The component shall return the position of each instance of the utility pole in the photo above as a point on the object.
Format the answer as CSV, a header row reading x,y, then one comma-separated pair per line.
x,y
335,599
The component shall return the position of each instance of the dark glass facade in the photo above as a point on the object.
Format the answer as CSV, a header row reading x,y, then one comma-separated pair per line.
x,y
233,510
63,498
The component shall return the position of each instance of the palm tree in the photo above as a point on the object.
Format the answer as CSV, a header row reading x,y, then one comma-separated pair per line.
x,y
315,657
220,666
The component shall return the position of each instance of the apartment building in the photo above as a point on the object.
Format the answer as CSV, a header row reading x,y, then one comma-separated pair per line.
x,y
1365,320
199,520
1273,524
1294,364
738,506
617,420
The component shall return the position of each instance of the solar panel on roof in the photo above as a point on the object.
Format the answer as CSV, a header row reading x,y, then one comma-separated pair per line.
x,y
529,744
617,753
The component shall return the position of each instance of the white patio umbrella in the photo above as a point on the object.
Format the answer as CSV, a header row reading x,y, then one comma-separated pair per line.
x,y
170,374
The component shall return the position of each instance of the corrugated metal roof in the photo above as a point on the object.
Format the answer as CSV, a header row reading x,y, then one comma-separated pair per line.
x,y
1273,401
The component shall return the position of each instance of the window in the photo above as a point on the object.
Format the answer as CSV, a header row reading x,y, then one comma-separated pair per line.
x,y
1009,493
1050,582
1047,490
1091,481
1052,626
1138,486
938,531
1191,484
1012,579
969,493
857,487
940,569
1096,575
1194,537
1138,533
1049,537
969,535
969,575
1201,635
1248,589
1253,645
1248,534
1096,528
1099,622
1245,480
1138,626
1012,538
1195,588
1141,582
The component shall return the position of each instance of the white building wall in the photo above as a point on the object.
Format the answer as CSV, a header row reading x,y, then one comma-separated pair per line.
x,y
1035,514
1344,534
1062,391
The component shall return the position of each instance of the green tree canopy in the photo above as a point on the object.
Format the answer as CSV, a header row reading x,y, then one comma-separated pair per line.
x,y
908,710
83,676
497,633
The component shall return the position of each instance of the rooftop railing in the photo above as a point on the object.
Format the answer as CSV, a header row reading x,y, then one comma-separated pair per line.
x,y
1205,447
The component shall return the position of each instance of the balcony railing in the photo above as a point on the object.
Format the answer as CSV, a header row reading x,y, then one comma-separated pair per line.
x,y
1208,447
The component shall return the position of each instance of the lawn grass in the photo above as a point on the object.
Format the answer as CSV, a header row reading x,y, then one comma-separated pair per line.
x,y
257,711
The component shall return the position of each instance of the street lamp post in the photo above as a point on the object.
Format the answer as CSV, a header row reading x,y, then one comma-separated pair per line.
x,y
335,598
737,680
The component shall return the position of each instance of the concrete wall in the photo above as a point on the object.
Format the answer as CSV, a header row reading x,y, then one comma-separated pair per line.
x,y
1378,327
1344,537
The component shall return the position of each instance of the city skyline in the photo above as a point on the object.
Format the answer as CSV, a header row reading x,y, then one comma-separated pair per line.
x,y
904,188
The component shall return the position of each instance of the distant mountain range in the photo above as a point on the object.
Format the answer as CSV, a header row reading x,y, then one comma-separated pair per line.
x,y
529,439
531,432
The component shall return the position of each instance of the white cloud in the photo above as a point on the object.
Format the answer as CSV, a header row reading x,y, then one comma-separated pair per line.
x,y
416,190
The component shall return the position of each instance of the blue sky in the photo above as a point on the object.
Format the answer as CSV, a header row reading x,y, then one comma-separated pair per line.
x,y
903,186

= = = = =

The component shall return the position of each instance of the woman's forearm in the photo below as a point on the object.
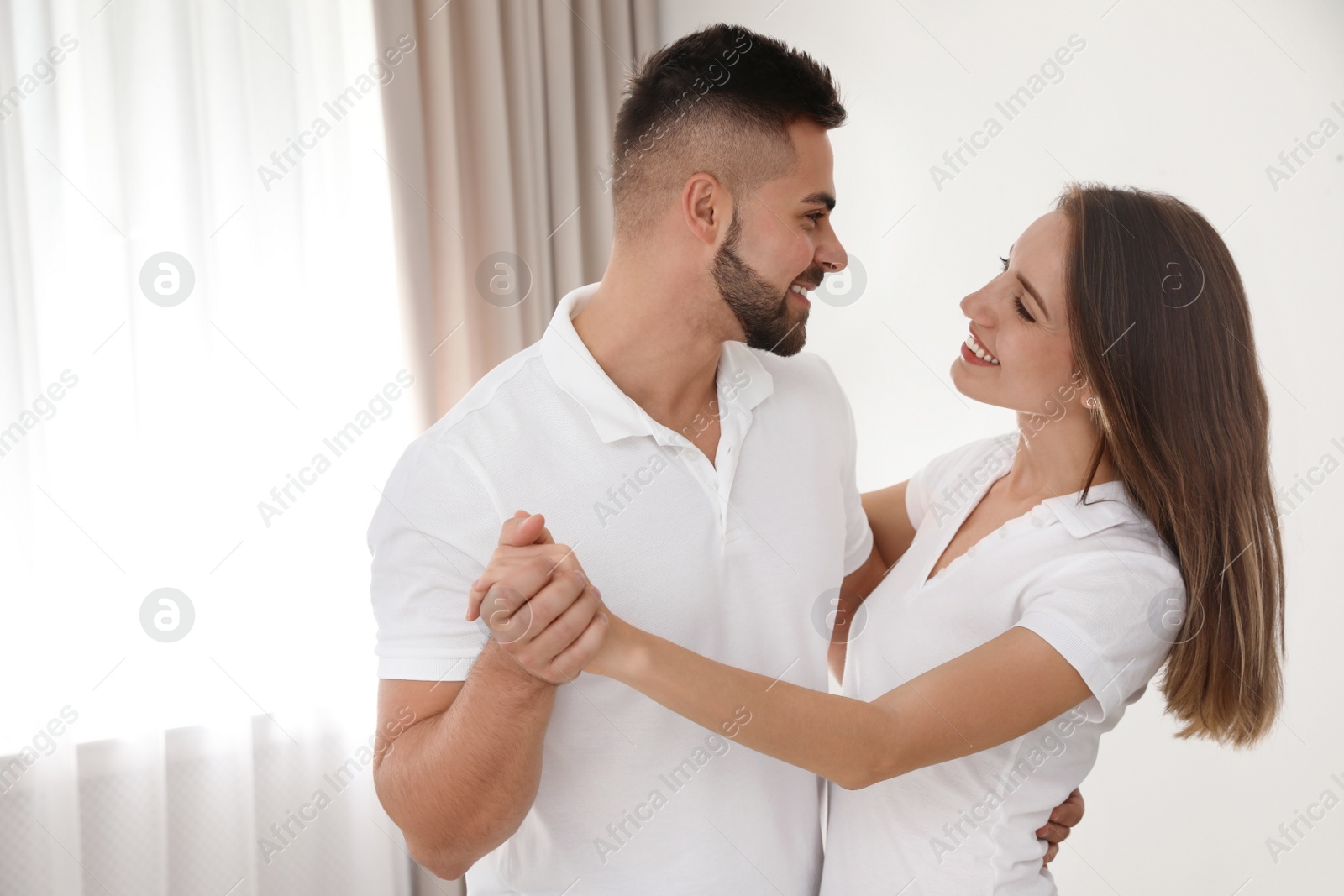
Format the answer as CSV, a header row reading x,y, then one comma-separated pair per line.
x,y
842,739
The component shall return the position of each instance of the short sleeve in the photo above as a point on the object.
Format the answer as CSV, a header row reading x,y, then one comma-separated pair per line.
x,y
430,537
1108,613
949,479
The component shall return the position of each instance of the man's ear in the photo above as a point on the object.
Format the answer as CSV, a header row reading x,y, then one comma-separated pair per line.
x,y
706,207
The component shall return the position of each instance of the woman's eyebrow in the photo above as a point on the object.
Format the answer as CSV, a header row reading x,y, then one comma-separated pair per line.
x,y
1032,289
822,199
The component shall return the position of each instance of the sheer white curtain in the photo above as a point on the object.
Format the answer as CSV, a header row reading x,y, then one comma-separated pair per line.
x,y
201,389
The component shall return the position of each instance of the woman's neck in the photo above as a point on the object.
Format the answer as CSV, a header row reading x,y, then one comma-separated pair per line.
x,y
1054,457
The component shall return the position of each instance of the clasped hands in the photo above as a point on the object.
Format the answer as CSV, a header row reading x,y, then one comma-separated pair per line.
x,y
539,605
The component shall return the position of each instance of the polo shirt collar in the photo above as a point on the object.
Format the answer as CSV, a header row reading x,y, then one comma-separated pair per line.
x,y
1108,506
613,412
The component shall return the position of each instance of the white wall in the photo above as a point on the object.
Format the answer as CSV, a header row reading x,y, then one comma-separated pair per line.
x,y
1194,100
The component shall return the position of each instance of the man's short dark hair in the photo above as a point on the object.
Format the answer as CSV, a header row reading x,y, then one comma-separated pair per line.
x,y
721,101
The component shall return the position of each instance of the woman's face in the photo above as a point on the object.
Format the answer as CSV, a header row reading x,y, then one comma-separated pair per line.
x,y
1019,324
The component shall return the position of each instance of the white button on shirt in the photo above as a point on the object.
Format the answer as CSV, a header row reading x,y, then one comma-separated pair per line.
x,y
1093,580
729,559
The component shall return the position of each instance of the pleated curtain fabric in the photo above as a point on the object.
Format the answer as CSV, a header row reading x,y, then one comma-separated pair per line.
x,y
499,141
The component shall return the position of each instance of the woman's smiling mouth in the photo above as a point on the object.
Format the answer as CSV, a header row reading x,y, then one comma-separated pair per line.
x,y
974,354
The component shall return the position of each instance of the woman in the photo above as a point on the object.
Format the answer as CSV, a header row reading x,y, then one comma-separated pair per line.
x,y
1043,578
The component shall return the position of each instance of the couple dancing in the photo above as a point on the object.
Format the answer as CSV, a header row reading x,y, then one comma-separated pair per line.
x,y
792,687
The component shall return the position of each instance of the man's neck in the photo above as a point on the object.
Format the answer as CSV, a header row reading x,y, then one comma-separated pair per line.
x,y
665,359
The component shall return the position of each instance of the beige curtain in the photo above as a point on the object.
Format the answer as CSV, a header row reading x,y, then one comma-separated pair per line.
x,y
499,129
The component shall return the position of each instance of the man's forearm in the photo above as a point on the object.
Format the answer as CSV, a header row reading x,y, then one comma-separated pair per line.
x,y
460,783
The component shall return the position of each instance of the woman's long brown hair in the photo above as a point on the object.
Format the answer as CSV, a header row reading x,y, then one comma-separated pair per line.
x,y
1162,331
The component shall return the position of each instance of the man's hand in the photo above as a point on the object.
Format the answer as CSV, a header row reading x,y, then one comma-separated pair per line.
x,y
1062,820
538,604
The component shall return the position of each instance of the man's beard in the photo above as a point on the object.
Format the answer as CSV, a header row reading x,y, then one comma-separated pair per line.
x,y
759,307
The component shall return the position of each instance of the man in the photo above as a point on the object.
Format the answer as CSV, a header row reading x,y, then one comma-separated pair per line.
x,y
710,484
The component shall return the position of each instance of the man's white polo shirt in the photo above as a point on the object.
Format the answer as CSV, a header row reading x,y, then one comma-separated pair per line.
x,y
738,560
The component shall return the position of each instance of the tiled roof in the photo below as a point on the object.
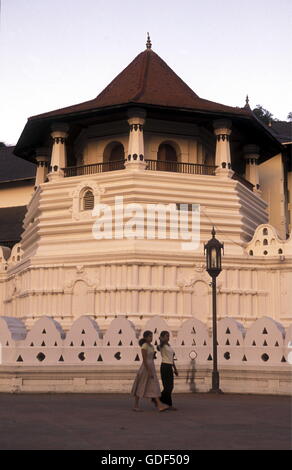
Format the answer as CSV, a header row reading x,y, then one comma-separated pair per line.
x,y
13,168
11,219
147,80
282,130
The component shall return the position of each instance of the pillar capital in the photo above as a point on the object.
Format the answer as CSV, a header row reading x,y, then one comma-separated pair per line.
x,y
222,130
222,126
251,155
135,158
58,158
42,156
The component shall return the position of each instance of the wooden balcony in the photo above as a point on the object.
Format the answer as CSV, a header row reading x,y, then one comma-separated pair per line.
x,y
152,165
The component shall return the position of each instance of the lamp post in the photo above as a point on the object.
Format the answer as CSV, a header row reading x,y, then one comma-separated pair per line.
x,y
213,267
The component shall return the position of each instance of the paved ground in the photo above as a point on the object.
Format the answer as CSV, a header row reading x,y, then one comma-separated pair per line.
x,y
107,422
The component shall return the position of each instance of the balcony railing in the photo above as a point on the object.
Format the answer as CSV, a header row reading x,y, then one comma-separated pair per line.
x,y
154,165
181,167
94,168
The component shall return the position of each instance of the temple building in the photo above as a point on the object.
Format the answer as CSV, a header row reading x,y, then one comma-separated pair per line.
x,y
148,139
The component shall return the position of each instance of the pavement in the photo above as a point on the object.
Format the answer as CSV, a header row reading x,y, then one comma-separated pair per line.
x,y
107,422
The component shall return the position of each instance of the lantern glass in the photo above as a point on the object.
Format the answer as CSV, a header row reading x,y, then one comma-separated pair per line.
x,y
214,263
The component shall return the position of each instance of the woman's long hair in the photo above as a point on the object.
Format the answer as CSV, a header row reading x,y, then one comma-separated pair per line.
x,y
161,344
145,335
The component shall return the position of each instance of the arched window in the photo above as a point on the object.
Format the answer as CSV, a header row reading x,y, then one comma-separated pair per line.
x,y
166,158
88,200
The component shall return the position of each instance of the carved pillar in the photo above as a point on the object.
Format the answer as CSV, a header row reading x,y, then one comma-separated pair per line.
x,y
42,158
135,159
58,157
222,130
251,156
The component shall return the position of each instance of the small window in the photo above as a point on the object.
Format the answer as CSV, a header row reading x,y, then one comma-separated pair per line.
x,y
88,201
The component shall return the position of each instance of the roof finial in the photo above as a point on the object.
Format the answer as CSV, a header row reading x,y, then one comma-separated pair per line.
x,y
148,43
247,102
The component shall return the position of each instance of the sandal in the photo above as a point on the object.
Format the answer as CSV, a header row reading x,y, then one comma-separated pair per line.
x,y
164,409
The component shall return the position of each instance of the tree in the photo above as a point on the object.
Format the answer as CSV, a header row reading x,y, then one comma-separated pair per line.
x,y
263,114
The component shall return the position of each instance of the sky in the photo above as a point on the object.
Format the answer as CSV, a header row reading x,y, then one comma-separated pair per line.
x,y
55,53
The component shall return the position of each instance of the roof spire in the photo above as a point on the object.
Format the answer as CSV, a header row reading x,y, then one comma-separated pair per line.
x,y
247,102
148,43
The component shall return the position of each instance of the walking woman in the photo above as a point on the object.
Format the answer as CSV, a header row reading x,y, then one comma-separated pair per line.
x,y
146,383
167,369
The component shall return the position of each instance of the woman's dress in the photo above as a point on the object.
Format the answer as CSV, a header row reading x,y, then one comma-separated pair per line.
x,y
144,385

= = = = =

## Written task
Count the lines in the entries above that contain the word "post", matching case exactly, and give only the number.

## Finished task
2